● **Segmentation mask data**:
::::
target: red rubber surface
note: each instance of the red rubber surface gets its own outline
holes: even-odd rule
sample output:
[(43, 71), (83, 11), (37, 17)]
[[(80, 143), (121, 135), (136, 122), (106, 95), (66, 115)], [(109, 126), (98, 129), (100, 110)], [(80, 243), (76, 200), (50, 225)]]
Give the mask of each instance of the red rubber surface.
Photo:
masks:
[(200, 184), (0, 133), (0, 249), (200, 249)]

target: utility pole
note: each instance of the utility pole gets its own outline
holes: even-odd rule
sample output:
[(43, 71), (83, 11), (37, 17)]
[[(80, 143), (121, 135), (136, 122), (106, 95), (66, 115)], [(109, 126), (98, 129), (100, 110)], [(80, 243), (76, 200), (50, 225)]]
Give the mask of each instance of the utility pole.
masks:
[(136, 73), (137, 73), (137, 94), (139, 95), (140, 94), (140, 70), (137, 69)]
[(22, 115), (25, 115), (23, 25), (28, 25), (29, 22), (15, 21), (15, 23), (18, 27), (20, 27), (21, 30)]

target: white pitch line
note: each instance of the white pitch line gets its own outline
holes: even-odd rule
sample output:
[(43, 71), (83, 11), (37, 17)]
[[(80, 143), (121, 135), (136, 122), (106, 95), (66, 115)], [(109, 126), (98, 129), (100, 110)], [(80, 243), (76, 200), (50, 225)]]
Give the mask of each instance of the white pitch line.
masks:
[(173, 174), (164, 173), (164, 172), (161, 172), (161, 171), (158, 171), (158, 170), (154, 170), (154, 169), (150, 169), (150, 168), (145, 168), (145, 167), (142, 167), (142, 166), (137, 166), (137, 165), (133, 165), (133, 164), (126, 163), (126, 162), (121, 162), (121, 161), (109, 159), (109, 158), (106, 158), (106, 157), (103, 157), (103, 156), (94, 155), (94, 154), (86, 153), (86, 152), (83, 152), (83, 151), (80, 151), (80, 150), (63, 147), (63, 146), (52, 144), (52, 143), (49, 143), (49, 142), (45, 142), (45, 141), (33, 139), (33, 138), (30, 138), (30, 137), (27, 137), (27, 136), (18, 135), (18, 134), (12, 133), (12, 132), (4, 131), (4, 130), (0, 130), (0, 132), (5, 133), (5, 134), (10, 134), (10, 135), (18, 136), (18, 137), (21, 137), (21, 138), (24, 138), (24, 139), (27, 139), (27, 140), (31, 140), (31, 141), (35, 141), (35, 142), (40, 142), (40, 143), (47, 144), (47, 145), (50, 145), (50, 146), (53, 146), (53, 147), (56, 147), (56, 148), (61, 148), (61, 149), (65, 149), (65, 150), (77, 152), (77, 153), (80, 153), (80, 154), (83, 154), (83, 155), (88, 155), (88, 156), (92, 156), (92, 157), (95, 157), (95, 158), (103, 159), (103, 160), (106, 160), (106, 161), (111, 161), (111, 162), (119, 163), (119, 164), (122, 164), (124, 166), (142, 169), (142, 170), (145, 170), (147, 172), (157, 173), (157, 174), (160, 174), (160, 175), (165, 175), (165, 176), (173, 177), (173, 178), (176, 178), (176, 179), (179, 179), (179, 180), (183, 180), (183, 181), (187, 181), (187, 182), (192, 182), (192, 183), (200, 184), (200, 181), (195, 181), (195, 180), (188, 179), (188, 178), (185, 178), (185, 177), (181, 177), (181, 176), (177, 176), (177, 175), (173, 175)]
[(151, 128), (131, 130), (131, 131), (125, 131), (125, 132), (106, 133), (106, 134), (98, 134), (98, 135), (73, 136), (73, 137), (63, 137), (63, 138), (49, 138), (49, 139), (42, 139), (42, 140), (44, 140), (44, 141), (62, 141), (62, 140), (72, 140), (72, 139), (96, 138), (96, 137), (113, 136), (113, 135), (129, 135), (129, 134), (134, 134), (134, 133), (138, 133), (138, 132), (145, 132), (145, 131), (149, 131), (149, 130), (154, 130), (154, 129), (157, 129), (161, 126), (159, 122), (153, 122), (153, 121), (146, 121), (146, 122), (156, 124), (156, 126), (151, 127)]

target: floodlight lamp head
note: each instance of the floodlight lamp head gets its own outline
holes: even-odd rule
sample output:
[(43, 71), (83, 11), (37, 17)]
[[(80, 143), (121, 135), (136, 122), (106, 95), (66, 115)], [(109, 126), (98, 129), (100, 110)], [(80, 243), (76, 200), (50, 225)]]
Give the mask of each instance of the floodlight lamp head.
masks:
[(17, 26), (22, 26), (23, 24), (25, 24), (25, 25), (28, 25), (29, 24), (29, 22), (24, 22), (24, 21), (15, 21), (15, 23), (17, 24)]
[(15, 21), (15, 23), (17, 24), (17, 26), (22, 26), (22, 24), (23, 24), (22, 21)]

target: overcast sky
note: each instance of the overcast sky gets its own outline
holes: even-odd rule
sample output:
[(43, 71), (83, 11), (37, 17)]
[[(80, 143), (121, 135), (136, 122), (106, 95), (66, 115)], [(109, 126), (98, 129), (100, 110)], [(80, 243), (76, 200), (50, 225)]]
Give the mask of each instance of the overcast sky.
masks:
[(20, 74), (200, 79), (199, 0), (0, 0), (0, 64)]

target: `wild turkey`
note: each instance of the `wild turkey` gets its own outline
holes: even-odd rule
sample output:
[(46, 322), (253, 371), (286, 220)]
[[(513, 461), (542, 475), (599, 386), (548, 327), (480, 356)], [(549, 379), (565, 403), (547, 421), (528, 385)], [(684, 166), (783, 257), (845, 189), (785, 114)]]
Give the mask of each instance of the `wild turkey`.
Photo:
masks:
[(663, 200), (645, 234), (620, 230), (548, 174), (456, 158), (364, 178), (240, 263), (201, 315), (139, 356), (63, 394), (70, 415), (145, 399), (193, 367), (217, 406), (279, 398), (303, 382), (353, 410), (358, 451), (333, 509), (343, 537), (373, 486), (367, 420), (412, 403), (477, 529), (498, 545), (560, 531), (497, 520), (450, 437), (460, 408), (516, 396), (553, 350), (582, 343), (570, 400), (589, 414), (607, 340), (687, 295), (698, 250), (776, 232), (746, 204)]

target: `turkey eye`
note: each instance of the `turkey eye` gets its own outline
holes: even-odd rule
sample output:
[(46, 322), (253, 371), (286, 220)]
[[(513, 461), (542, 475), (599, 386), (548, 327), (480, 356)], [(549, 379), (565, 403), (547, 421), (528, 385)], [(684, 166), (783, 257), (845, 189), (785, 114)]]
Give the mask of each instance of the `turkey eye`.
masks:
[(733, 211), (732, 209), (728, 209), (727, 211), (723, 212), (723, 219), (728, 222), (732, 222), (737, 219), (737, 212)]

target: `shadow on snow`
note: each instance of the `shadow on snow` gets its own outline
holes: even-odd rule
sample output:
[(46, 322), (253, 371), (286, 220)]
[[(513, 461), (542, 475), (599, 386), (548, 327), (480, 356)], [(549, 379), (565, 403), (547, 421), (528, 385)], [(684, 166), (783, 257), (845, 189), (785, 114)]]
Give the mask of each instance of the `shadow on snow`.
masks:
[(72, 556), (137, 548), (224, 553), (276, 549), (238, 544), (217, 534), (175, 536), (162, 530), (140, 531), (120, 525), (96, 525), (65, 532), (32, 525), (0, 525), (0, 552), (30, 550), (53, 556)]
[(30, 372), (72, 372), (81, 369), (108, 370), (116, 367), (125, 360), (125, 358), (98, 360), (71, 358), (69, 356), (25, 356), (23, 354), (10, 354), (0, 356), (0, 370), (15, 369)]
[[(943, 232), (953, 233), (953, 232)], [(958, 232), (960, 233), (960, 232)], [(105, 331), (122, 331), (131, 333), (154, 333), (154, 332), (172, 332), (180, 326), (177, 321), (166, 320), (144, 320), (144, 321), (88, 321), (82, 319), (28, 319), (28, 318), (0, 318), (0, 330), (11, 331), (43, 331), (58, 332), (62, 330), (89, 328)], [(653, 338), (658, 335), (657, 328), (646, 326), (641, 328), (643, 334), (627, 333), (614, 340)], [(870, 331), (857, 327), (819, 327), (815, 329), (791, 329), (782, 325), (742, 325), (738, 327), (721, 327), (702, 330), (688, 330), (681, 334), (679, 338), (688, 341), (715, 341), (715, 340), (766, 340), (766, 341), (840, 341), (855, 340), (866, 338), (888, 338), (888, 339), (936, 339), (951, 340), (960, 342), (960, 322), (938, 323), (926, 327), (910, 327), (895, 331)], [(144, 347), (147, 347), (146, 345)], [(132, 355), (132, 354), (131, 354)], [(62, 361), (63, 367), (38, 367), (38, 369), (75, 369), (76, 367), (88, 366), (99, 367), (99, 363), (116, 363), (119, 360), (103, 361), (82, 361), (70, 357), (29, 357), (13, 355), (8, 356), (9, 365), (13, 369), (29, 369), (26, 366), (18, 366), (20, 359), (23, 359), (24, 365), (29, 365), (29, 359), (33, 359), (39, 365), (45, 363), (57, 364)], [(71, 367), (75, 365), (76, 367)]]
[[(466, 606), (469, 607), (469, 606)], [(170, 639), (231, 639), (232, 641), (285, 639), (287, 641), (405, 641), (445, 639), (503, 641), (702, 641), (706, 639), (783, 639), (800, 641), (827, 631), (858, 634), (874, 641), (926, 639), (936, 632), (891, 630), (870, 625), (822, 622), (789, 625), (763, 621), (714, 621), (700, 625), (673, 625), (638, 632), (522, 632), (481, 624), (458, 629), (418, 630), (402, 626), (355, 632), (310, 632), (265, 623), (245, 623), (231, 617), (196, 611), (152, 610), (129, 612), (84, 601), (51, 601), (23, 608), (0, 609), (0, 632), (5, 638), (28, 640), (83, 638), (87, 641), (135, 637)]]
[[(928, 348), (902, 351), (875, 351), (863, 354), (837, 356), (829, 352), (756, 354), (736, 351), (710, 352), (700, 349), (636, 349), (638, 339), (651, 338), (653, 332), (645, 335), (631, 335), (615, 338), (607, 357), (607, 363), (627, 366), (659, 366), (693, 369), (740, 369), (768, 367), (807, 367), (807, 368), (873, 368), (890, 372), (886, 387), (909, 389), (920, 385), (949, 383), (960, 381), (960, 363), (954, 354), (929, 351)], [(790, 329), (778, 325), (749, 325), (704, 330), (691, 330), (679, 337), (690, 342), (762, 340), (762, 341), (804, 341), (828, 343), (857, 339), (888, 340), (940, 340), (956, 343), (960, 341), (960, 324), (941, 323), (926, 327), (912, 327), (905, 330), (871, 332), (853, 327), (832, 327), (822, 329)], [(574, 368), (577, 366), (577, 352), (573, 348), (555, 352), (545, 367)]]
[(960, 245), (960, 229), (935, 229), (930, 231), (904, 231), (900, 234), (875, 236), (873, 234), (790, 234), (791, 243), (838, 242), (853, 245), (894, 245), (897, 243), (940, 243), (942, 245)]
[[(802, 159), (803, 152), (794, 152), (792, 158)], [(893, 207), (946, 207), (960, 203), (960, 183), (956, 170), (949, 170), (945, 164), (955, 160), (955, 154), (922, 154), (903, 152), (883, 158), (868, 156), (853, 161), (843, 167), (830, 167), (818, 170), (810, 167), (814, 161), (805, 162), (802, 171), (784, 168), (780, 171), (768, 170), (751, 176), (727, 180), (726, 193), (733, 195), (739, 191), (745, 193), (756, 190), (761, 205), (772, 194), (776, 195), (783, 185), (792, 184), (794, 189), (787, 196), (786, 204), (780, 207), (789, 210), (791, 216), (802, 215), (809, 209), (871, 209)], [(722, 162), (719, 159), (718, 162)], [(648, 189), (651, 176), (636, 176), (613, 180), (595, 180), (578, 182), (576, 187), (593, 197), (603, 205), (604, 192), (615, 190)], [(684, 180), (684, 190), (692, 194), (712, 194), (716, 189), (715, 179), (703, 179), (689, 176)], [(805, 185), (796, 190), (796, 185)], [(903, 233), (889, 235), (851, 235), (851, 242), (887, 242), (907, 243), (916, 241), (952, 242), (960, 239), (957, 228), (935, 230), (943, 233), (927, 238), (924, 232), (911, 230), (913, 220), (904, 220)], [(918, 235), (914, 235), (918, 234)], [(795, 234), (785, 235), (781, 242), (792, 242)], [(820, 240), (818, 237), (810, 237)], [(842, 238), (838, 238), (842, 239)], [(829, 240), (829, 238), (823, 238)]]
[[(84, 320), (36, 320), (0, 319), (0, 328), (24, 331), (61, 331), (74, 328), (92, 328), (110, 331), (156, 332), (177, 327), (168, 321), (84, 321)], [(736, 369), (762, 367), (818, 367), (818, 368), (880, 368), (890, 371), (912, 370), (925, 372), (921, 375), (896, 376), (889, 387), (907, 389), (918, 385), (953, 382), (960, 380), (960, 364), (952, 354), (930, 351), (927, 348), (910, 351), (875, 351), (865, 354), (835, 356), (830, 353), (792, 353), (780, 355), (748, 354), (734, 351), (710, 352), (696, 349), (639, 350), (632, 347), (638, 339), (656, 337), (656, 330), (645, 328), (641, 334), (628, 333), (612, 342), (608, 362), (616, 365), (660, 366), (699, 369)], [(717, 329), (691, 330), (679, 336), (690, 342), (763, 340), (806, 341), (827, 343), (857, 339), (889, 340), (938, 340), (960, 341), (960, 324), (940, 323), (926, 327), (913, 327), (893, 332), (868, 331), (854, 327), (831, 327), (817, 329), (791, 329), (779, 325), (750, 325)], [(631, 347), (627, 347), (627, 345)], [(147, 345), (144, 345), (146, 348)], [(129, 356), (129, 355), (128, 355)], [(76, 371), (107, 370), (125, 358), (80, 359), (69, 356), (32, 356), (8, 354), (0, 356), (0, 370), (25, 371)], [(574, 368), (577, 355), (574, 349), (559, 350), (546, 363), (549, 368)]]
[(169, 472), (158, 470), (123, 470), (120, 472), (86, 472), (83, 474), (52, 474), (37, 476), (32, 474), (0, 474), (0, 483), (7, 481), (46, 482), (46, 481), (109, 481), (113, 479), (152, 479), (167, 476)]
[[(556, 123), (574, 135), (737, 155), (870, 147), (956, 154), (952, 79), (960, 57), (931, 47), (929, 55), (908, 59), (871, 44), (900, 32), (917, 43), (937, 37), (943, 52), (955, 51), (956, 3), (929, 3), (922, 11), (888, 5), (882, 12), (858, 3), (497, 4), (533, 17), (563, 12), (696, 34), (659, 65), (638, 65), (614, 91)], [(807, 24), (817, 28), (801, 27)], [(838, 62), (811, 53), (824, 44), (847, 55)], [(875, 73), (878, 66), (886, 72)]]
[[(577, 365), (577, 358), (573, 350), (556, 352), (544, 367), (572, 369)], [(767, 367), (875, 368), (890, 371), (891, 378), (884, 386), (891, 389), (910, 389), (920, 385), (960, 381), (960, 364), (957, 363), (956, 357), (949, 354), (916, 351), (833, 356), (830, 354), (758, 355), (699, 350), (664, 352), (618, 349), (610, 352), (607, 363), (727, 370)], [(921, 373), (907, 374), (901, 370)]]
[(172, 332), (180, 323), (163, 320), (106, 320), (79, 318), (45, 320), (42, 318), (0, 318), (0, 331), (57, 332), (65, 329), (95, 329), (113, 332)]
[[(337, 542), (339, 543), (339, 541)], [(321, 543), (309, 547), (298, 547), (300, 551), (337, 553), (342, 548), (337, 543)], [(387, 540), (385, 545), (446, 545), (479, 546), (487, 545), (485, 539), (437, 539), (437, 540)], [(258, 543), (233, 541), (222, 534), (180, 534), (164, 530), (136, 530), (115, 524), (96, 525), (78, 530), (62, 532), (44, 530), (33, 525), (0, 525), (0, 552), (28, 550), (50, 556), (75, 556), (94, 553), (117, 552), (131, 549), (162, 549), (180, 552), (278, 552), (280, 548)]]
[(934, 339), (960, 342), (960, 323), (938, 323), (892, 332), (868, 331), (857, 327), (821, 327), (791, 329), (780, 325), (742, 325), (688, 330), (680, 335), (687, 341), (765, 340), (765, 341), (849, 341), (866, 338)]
::::
● **Problem statement**: From the records above, copy every line that holds the word "surface".

● **Answer to the exercise**:
target: red rubber surface
note: each instance of the red rubber surface gets its own outline
Give the mask of each instance of the red rubber surface.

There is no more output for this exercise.